(Free-text object descriptions)
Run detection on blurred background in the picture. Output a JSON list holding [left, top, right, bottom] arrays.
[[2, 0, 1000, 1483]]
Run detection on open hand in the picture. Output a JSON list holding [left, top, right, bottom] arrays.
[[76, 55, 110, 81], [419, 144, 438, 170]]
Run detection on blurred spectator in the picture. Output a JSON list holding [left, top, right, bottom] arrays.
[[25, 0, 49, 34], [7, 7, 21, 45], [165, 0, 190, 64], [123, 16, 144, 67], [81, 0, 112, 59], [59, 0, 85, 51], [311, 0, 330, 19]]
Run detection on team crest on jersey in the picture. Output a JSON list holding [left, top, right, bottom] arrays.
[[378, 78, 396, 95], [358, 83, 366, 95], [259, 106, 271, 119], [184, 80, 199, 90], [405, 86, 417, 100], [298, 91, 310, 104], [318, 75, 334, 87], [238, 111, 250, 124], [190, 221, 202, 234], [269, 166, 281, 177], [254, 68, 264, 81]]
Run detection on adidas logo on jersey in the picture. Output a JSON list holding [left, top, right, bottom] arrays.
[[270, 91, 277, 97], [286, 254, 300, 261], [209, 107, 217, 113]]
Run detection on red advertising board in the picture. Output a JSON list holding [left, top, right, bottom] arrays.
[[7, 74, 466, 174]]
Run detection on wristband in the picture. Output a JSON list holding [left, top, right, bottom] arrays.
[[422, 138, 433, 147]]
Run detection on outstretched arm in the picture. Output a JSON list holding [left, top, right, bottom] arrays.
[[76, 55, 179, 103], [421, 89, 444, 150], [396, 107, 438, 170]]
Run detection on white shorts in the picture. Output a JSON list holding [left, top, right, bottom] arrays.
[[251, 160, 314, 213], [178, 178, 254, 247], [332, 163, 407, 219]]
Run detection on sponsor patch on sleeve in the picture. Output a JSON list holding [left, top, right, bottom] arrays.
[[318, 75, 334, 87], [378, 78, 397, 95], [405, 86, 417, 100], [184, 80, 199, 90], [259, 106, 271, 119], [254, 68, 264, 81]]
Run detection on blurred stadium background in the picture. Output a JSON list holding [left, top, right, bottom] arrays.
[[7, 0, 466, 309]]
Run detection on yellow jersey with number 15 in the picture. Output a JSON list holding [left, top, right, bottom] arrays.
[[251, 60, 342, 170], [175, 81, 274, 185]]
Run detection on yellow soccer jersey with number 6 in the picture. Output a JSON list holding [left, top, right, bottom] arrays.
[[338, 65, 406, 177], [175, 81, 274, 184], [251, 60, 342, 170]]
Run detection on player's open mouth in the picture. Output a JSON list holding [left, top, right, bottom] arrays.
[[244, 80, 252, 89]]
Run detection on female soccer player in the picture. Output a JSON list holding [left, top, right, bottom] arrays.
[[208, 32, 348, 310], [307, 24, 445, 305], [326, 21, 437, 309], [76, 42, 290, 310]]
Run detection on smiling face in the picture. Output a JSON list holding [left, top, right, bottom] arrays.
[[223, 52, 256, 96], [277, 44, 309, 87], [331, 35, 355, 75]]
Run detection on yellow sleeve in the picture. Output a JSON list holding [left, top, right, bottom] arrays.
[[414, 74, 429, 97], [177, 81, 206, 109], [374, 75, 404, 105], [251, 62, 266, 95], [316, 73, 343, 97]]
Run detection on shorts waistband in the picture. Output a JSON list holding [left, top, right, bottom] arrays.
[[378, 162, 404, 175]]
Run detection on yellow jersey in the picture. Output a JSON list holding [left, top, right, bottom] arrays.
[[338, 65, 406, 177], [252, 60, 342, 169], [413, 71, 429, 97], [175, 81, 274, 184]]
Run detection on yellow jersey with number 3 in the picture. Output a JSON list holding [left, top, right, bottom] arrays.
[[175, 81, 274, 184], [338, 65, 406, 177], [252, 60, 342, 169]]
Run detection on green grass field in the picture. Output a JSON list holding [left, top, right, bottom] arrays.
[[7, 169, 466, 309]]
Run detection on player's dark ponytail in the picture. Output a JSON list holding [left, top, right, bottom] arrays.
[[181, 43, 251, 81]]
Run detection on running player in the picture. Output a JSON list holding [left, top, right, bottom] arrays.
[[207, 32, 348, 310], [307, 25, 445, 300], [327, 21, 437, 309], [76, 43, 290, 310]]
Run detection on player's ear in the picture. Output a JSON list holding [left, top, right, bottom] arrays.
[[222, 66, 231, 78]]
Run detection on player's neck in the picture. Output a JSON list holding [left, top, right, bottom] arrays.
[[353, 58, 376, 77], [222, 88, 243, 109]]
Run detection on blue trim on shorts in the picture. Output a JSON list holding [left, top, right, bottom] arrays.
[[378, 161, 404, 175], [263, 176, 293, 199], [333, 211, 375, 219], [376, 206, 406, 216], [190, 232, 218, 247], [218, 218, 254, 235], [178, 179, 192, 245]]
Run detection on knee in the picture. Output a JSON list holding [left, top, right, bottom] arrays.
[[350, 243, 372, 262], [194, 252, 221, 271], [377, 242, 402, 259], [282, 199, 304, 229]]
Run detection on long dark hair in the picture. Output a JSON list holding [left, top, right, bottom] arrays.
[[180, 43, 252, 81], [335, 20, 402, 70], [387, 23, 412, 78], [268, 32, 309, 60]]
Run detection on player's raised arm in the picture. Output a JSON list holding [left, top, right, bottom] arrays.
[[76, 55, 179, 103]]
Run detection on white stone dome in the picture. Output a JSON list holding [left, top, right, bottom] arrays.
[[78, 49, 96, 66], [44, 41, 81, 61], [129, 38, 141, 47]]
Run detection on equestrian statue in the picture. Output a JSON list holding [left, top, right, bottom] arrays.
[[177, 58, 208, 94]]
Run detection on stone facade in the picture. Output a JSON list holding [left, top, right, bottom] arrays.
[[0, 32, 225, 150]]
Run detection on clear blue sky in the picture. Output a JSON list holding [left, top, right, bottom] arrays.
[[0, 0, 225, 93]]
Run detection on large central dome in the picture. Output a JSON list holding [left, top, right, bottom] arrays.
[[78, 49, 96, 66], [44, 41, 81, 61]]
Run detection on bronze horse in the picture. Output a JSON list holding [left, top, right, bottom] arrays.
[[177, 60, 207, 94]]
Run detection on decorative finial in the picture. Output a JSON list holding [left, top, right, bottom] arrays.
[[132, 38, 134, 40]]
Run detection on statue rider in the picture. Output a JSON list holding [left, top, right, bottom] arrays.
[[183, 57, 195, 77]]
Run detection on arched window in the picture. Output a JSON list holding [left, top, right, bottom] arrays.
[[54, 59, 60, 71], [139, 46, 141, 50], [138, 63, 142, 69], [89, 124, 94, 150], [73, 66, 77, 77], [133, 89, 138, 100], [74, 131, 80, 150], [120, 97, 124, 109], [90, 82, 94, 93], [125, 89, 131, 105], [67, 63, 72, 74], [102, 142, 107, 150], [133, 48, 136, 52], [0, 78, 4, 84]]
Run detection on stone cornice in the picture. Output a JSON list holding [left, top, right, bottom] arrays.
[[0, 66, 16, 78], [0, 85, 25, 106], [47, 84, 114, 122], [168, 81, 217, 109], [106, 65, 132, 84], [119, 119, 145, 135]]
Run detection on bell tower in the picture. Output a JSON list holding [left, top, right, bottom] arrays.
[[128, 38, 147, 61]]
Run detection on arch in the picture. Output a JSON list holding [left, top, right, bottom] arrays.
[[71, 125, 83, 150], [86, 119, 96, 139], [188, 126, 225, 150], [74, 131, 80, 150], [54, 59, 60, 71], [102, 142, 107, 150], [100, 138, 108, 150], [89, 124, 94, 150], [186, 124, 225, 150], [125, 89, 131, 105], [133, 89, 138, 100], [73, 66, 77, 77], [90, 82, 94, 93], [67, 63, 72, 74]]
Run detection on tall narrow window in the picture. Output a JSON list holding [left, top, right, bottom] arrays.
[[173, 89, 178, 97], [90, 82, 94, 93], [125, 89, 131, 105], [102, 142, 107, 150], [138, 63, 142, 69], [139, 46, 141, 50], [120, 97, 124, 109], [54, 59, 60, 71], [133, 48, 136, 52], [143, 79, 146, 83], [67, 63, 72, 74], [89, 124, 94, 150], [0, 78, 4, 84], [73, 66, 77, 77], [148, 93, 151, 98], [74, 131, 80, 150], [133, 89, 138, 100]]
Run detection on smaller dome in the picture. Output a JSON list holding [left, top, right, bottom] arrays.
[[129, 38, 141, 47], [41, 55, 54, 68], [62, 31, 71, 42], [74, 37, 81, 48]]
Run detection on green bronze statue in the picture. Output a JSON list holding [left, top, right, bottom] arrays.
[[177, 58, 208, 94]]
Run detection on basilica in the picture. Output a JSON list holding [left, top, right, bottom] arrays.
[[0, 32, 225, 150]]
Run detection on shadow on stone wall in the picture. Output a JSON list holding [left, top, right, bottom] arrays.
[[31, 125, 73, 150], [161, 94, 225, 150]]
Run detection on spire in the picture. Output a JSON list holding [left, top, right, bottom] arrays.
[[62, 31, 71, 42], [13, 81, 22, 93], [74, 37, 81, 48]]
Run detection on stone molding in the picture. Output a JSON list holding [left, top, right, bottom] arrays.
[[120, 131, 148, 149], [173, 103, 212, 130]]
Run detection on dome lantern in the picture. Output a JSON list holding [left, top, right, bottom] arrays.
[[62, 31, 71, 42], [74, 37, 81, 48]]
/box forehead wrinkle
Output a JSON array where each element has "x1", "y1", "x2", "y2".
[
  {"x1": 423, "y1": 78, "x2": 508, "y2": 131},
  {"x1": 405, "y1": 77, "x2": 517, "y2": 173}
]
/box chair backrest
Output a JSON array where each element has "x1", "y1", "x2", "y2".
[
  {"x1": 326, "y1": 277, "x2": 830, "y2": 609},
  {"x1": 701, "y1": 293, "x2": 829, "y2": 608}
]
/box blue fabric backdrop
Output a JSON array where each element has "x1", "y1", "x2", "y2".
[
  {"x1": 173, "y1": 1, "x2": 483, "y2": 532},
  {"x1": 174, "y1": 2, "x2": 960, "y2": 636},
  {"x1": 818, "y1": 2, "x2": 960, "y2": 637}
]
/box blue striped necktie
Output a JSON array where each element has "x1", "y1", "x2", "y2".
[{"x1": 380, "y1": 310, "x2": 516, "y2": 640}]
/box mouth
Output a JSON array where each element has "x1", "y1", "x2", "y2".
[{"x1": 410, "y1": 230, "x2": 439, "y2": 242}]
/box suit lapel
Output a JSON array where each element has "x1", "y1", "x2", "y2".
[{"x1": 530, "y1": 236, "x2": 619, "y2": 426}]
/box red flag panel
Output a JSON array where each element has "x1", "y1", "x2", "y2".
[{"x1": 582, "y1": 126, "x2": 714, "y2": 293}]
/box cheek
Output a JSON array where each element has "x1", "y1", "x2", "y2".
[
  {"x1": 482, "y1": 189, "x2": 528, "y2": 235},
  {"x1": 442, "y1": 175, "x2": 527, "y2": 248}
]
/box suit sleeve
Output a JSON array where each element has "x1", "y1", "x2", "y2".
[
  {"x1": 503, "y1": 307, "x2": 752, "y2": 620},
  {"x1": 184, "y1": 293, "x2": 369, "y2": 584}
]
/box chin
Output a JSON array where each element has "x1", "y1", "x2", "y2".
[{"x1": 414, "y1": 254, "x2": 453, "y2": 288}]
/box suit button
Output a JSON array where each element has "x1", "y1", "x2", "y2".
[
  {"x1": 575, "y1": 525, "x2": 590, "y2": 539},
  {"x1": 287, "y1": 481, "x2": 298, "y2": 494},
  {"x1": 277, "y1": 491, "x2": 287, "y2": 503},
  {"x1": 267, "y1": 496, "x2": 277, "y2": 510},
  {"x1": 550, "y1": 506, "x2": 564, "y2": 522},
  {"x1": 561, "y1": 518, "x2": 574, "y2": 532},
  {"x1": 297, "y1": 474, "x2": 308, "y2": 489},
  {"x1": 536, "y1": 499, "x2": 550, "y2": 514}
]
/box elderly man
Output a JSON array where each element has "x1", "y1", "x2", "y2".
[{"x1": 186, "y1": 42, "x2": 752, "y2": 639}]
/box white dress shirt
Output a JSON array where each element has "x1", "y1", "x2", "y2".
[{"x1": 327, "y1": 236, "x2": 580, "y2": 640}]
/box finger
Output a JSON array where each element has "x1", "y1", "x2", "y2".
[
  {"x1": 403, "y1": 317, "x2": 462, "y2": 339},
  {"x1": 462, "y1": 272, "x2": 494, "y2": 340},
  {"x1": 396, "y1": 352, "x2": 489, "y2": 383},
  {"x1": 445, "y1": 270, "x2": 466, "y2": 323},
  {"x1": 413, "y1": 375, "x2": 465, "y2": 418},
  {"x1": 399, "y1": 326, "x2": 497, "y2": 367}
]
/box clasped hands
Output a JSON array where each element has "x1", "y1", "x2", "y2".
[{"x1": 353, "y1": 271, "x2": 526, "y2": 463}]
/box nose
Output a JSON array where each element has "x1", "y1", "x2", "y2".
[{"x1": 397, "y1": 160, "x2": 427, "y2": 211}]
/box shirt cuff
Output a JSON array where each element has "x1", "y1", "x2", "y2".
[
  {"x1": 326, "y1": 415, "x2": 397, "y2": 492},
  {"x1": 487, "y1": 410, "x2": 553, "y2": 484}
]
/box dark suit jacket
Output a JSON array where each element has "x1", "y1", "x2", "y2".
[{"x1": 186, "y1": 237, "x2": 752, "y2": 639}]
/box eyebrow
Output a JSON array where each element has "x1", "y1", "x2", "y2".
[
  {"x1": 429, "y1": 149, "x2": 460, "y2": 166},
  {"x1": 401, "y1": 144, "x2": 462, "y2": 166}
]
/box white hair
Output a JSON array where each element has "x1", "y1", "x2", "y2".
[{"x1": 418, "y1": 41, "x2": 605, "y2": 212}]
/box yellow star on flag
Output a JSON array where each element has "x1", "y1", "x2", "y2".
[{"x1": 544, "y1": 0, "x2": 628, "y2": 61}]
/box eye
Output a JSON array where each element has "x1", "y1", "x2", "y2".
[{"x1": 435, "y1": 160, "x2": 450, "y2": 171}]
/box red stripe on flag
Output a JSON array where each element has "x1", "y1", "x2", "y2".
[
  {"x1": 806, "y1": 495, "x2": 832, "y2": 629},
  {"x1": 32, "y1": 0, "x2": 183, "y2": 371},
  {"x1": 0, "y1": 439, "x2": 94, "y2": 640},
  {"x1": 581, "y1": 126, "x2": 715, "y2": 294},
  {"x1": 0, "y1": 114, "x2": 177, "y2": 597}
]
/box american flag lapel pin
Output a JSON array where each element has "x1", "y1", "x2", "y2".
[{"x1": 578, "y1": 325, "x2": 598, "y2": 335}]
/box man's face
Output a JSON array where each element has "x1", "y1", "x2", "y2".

**ACTIVITY:**
If a line above contains the word "suit", list it.

**RESPONSE TO THE TASK:**
/box suit lapel
/box suit sleeve
/box suit button
/box dark suit jacket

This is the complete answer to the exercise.